Decide whether each statement agrees with the monorail text below. Answer yes or no, and quote the text's deciding words exactly. 1. The proposed service would follow the I-94 interstate right-of-way. 2. The stations would sit on newly purchased private land. 3. Freight would move from the railroad onto the monorail.

-- start of TEXT --

The solution, is a new minimal-stop service running the Detroit to Chicago corridor, using the I-94 interstate right of-way. And as long as we’re building new, let’s go with a 21st century design. Make it a semi-elevated monorail, very similar to what Walt Disney World has been operating for more than 30 years in Florida. It would be safer than a conventional railroad train, better insulated for our winter, fully electric, and easily able to obtain speeds of 100 - 150 mph. The track would have absolutely ‘zero’ intersections, and the interstate’s topography is already designed for these speeds, logically.
Just as spacious as Amtrak, it would have passenger stops and parking lots at stations located directly on already-owned, interstate property. The savings on property acquisition alone would go miles toward financing track construction and vehicles, keeping project costs down. A monorail track could also be run in a lot more places than ordinary railroad track in urban areas, with a minimal need of snow removal, a 1‘ wide elevated track.
Let’s leave the railroad to freight trains and take our passenger transportation to the next level, where we ’should’ be this century.
One last note... How safe would you feel crossing a railroad track at a rural RR crossing on a dark night, ’even’ with warning lights & bells on, knowing you could get hit by a train going 3-4 times faster than Amtrak does now?

-- end of TEXT --
-- start of ENTRIES PROVIDED --

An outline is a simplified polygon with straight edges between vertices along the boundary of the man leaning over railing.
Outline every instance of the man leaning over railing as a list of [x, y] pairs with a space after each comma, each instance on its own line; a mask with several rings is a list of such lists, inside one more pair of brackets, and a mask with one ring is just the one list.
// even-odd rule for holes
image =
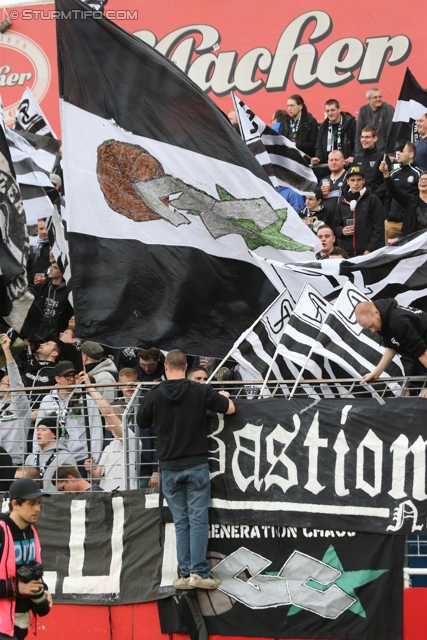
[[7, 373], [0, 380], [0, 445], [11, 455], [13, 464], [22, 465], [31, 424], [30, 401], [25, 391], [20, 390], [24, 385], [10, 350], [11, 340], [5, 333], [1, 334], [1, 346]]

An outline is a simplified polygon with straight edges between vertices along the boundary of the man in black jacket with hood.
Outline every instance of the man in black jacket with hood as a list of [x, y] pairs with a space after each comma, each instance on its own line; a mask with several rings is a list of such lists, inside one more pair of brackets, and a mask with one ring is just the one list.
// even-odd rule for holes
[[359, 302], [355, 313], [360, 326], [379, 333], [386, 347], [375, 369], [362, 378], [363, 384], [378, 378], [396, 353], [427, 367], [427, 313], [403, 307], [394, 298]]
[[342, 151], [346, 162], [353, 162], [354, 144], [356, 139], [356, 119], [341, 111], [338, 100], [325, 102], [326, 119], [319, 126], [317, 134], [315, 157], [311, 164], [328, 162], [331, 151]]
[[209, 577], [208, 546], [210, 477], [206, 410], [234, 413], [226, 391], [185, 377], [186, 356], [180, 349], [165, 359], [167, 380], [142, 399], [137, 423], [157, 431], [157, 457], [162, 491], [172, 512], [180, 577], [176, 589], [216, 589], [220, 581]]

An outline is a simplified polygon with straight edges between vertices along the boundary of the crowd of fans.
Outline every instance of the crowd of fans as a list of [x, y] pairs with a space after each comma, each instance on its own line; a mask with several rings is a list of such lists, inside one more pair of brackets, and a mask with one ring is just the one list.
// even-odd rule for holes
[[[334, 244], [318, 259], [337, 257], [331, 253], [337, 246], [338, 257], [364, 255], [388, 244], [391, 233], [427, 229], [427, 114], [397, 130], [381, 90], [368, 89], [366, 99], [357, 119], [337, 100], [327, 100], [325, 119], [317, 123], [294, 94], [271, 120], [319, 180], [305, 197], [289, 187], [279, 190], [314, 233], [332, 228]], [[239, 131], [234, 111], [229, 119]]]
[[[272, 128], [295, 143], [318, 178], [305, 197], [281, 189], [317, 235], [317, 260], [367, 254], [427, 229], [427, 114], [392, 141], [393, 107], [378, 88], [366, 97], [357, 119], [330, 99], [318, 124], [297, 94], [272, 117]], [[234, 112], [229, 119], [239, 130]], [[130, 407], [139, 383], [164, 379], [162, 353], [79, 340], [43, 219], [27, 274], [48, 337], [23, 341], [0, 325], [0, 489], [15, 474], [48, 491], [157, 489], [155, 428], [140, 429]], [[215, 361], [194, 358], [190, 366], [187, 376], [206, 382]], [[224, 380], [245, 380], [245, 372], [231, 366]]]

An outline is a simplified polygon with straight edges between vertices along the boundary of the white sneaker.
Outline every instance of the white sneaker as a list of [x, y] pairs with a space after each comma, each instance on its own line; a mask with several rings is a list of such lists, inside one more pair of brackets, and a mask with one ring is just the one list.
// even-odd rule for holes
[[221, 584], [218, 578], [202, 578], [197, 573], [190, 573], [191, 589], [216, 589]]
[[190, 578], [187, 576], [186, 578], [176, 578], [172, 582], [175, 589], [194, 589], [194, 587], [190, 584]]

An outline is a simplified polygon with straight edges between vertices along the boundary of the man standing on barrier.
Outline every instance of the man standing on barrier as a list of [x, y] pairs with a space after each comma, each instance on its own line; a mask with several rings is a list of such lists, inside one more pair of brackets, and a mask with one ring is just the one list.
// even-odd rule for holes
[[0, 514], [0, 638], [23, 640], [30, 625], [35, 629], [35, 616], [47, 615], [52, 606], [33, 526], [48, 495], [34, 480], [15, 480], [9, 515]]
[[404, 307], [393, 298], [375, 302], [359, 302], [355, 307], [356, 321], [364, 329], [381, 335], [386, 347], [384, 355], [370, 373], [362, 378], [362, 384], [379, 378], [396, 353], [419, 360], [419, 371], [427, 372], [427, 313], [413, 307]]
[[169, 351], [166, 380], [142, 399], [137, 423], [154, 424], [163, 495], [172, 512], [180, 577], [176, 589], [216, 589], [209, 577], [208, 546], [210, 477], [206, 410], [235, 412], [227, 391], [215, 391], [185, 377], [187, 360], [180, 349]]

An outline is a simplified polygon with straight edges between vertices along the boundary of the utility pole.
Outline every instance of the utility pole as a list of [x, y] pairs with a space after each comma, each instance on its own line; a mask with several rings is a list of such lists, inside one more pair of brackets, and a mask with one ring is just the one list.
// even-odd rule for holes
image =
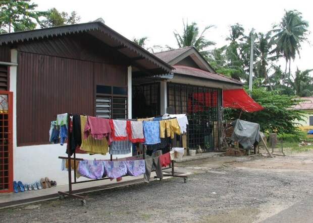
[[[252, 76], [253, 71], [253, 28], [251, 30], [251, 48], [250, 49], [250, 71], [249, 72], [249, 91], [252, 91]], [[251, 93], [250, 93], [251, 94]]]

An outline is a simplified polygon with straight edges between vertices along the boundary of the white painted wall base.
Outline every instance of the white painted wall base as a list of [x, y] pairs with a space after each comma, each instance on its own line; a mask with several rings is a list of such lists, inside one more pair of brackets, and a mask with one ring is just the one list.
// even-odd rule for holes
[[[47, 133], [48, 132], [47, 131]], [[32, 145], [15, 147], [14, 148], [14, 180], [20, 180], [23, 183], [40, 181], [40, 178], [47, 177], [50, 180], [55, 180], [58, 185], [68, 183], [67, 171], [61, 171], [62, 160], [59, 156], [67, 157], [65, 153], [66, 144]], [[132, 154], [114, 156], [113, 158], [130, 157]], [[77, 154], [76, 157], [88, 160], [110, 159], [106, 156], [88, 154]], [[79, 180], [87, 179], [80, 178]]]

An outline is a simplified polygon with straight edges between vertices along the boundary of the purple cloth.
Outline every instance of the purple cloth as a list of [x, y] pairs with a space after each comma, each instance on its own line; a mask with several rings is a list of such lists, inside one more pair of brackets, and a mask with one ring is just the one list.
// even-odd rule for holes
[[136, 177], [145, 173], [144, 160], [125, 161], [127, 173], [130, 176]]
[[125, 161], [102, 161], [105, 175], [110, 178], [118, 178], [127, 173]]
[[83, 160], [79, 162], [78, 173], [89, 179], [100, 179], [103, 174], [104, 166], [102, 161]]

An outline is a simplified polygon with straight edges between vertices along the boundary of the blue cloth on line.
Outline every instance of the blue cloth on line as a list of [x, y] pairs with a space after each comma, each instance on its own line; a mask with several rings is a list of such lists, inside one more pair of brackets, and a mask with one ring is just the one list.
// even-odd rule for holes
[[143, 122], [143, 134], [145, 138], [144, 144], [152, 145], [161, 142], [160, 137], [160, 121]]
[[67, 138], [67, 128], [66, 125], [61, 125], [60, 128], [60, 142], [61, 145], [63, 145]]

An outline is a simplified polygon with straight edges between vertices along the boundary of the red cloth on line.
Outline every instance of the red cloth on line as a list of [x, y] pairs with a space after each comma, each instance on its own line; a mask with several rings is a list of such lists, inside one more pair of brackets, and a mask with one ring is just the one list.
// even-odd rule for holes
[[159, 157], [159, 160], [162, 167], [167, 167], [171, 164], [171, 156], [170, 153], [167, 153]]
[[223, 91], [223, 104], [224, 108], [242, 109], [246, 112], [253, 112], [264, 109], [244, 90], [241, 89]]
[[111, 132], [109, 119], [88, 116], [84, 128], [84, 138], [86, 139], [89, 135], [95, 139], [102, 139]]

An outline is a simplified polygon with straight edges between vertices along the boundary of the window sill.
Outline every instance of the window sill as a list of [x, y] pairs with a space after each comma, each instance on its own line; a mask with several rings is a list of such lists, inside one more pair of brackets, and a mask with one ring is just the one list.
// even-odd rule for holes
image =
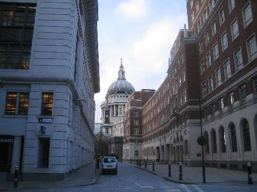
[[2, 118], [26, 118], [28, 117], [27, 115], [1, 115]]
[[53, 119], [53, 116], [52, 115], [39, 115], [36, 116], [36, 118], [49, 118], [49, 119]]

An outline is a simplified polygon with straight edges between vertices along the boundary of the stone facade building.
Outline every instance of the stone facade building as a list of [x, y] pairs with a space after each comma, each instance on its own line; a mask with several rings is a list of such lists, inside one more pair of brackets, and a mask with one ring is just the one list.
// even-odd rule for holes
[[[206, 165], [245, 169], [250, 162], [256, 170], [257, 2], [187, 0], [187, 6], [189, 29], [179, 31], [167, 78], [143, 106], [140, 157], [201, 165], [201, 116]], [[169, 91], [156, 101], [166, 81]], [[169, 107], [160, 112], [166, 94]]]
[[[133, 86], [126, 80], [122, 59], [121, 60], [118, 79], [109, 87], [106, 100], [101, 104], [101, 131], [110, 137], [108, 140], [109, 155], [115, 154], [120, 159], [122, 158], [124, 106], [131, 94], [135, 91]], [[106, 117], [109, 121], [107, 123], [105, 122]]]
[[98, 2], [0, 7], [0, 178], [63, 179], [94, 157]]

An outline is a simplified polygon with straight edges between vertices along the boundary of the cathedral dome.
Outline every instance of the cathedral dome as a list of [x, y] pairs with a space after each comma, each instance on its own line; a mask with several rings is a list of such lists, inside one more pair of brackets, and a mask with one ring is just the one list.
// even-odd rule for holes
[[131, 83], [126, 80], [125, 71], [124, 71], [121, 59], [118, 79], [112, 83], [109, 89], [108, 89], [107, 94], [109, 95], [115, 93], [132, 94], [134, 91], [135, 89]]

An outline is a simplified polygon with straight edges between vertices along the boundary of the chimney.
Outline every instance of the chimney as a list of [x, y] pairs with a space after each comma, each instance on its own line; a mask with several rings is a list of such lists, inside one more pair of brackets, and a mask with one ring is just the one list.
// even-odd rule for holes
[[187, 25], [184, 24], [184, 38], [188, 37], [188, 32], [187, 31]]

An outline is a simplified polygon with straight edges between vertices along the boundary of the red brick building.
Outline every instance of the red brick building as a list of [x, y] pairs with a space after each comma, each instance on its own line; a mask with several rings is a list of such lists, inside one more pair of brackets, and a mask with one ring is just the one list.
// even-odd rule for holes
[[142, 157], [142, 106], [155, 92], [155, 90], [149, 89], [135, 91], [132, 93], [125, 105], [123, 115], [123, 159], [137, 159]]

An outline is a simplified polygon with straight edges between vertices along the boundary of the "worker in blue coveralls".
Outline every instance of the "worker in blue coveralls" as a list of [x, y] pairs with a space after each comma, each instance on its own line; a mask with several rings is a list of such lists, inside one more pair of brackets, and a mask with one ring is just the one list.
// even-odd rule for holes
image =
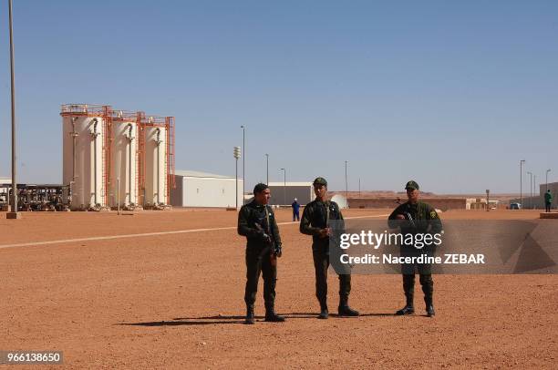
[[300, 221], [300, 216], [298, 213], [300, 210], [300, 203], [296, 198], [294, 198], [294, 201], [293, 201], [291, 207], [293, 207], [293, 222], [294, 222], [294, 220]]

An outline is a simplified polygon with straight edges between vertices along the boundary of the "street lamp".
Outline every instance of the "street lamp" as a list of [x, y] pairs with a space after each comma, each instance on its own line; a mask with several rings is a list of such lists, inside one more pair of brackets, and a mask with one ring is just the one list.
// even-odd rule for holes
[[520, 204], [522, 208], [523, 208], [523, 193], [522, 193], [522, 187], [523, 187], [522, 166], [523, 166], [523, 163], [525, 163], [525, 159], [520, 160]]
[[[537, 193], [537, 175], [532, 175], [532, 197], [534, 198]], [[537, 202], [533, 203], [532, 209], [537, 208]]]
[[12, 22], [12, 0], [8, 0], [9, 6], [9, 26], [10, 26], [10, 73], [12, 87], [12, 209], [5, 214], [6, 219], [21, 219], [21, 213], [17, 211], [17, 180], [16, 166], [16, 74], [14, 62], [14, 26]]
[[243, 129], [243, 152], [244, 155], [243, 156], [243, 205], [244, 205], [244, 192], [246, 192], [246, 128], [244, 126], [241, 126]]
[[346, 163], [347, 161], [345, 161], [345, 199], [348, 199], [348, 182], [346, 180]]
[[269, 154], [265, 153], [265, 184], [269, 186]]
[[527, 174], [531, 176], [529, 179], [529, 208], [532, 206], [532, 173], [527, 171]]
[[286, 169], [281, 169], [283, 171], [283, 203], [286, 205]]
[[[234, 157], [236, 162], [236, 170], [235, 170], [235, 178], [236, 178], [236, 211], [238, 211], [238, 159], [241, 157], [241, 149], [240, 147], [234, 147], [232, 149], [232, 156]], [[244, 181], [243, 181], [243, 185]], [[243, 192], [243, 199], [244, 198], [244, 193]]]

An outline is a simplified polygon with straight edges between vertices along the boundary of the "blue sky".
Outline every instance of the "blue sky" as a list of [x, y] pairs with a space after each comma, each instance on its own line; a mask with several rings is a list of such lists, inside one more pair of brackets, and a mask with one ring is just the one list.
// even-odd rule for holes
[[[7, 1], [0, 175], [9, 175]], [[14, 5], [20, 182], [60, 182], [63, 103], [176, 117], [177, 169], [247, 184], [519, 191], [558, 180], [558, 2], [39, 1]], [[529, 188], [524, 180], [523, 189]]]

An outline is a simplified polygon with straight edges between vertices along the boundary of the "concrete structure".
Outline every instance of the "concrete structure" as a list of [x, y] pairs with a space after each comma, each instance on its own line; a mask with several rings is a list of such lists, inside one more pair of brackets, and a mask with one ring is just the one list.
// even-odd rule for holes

-- end of ENTRIES PROVIDED --

▸ WORKED ANSWER
1. Yes: "a new minimal-stop service running the Detroit to Chicago corridor, using the I-94 interstate right of-way"
2. No: "stations located directly on already-owned, interstate property"
3. No: "Let’s leave the railroad to freight trains"